# Ejercicio breve
Devuelve, por favor, todas las líneas de los datos que contengan la palabra "above". Se distingue entre mayúsculas y minúsculas.

# Datos de entrada
-=-=-
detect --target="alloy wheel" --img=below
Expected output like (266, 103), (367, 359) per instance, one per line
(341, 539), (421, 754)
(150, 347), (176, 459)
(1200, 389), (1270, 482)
-=-=-
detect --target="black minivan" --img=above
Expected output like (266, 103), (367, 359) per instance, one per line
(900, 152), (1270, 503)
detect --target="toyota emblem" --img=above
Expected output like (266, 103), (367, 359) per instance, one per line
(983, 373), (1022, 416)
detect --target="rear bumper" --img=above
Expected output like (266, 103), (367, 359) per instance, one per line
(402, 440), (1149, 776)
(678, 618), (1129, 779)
-=-=-
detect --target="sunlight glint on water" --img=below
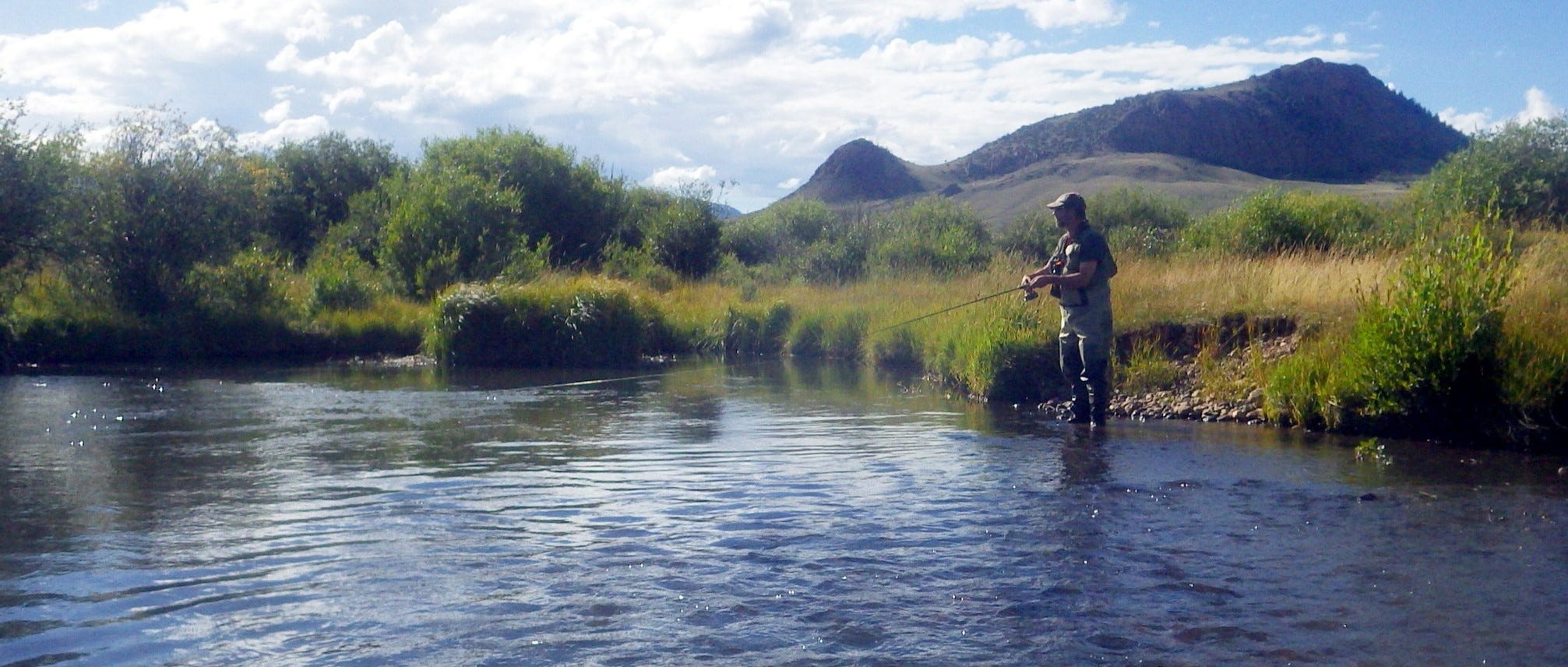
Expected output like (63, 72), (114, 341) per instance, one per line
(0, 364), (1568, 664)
-=-=-
# La solución
detect --target="black minivan" --img=above
detect --target="toyota emblem" --img=above
detect --target="rear bumper" --img=above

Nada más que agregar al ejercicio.